• Provided text:
Overview/Main Points
- Most systems are "made robust" by precognition --
predicting operating conditions for the system and then architecting
the system to operate well in those conditions. "Any system that
attempts to gain robustness solely through precognition is prone to
fragility." In the author's experience with DDS, he observed that
small perturbations in the operating environment often led to a
violation of the design assumptions, which in turn lead to
system-wide failure.
- DDS experience:
- Garbage collection: When DDS operated near saturation, slight
differences in load put pressure on the garbage collector of
certain bricks (storage nodes that participate in 2-phase-commit).
Once these nodes fell behind, more active objects were left in the
heap, and they experienced further performance degradation,
dragging down the performance of the entire storage group.
- Deterministic bug: Since the same code runs in all bricks, one
deterministic bug led to all bricks failing, violating the
independent failures assumption.
- Slow memory leak: When the system was launched, all bricks are
started at the same time. Given balanced load across all bricks
and a small memory leak, all bricks ran out of heap space at
nearly the same time. Failover exacerbated the situation by
increasing load (and the memory leak rate) of surviving bricks
once bricks started to run out of memory. The uniformity of
workload was a source of coupling among the bricks, and caused a
violation in the independent failures assumption.

• Information shown:
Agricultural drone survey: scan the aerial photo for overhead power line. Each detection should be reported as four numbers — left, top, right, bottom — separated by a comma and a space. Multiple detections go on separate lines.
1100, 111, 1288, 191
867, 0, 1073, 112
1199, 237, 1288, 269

• What you will do: Carry on writing the overview of robustness and the DDS failures, starting after its last sentence.

• Answer to the problem:
- Robustification techniques:
- Overprovisioning: Systems tend to be less stable when
operating near-capacity. The difficult part of overprovisioning
is that it's hard to predict the operating regime of the system.
- Admission control: Reject load to avoid near-capacity
operation. The difficult part of admission control is being able
to identify the saturation point. Further, it is important to
remember that rejecting load also consumes some resources (think
of it as a minimal service of the system).
- Introspection and adaptation: Create systems that can detect
aberrant behavior and adapt control variables dynamically to keep
the system operating in a stable regime (e.g., TCP congestion
control).
- Plan for failure: Use robust abstractions (e.g., transactions)
to avoid data loss, improve recovery time (e.g., through
checkpointing), decouple components, and/or proactively "scrub"
internal state (e.g., thorugh reboots).